# [Given request]
Copy the passage about Cabezón peak below word for word, from start to finish.

##### Excerpted passage

Well, I won't pretend I'm not as obsessed with it as everybody else.
Of course I am. But, house-bound as we all are now, let's try to
think about other things at least now and then. It's healthier.
One of the distinctive peaks here in northern New Mexico is a butte
called Cabezón, west of the Jemez near Cuba.
It's a volcanic neck: the core of an old volcano, part of the Mt Taylor
volcanic field. Once a basalt volcano stops erupting, the lava sitting
inside it slowly cools and solidifies. Then, over time, the outside
of the volcano erodes away, leaving the hard basalt that used to
be lava in the throat of the volcano. It's the same process that
made Tunyo or Black Mesa, the butte between Los Alamos and Española
that's been featured in so many movies, and the same process that
made the spectacular Shiprock.
Dave and I have driven past Cabezón peak several times, but haven't
yet actually explored it. Supposedly there's a trail and you can climb
to the top (reports vary on how difficult the climb is). One of these
days.
Last week, Dave was poking around in a Spanish dictionary and discovered
that -ón in Spanish is a suffix that denotes something larger.
So, since cabeza means head, cabezón means
big head.
(Looking for confirmation on that, I found this useful page on
18
Spanish Suffixes You’ll Never Want to Let Go Of.)
Apparently it can also mean stubborn, ditzy, or just having big hair.
But hearing that cabezón meant big head took me
back to my childhood, and another meaning of cabezón.
When I was maybe ten, my father decided to take up fishing.
He bought a rod and reel, and brought me along as we headed out
to the docks (I don't remember where, but we were in Los Angeles,
so it was probably somewhere around Santa Monica or San Pedro).

##########
##### Dataset records

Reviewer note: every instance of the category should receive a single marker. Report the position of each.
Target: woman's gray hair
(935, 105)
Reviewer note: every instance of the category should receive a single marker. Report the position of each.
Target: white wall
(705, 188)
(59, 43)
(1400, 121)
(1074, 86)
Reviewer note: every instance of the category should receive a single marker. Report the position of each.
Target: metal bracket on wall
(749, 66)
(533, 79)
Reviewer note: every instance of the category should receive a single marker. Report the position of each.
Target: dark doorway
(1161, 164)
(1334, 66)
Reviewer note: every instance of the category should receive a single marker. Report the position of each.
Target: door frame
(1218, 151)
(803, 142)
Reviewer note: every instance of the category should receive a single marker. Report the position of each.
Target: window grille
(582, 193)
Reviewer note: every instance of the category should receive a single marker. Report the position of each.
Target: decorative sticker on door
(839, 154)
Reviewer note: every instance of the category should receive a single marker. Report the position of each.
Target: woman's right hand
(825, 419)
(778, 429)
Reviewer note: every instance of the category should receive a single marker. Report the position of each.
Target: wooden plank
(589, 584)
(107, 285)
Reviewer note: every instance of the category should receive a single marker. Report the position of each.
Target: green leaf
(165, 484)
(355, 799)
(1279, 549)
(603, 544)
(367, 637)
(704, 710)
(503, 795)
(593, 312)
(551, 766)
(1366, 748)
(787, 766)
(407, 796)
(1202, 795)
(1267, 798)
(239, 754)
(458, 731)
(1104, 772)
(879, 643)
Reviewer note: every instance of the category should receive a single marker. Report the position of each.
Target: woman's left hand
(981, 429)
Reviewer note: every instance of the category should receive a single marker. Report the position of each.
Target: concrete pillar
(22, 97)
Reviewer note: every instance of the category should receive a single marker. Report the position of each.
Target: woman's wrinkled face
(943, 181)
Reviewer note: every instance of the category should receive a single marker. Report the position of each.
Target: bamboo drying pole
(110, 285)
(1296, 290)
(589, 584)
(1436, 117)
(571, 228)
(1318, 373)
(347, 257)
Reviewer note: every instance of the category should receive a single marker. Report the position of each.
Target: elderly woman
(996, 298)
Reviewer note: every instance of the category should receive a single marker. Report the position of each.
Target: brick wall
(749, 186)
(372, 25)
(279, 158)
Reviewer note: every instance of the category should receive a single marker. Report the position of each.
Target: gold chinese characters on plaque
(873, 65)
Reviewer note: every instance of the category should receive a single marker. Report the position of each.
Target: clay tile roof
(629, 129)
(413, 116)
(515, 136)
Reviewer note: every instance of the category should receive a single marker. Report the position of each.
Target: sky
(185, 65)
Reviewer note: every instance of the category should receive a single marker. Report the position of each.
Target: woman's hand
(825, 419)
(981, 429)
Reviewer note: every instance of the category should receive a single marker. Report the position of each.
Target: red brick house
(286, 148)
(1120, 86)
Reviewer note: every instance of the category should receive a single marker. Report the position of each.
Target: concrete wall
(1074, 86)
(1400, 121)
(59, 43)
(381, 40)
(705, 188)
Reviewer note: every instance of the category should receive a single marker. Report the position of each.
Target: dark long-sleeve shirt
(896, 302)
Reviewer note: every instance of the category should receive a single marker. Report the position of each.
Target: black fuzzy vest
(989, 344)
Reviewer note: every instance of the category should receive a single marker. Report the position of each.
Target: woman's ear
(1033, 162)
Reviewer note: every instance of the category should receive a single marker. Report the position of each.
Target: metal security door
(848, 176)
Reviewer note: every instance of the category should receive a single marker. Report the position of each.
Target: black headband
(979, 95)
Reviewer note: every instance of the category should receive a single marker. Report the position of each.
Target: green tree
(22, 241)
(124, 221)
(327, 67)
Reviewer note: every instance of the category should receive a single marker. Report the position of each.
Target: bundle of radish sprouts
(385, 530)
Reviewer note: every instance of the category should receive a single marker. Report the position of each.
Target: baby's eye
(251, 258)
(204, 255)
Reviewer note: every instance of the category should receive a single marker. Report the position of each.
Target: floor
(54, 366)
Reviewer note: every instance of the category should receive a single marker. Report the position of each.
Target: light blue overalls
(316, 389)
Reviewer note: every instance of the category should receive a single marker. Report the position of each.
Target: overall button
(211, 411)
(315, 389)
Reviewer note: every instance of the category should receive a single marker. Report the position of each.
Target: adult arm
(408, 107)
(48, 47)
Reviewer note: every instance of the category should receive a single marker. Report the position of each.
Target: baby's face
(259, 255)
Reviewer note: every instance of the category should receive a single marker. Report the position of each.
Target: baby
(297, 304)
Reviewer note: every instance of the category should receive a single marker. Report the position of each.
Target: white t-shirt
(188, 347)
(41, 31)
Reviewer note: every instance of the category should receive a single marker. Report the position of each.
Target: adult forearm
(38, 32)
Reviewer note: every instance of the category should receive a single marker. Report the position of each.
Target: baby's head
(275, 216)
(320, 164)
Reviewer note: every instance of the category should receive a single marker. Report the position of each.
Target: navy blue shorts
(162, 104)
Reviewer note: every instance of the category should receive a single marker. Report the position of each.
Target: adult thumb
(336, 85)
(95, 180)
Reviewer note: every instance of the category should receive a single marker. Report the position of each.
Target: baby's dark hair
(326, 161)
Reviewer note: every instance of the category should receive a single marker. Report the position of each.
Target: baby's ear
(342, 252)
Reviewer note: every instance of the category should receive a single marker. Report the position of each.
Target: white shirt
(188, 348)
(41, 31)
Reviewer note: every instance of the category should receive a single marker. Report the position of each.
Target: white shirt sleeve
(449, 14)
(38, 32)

##########

# [Answer in full]
Well, I won't pretend I'm not as obsessed with it as everybody else.
Of course I am. But, house-bound as we all are now, let's try to
think about other things at least now and then. It's healthier.
One of the distinctive peaks here in northern New Mexico is a butte
called Cabezón, west of the Jemez near Cuba.
It's a volcanic neck: the core of an old volcano, part of the Mt Taylor
volcanic field. Once a basalt volcano stops erupting, the lava sitting
inside it slowly cools and solidifies. Then, over time, the outside
of the volcano erodes away, leaving the hard basalt that used to
be lava in the throat of the volcano. It's the same process that
made Tunyo or Black Mesa, the butte between Los Alamos and Española
that's been featured in so many movies, and the same process that
made the spectacular Shiprock.
Dave and I have driven past Cabezón peak several times, but haven't
yet actually explored it. Supposedly there's a trail and you can climb
to the top (reports vary on how difficult the climb is). One of these
days.
Last week, Dave was poking around in a Spanish dictionary and discovered
that -ón in Spanish is a suffix that denotes something larger.
So, since cabeza means head, cabezón means
big head.
(Looking for confirmation on that, I found this useful page on
18
Spanish Suffixes You’ll Never Want to Let Go Of.)
Apparently it can also mean stubborn, ditzy, or just having big hair.
But hearing that cabezón meant big head took me
back to my childhood, and another meaning of cabezón.
When I was maybe ten, my father decided to take up fishing.
He bought a rod and reel, and brought me along as we headed out
to the docks (I don't remember where, but we were in Los Angeles,
so it was probably somewhere around Santa Monica or San Pedro).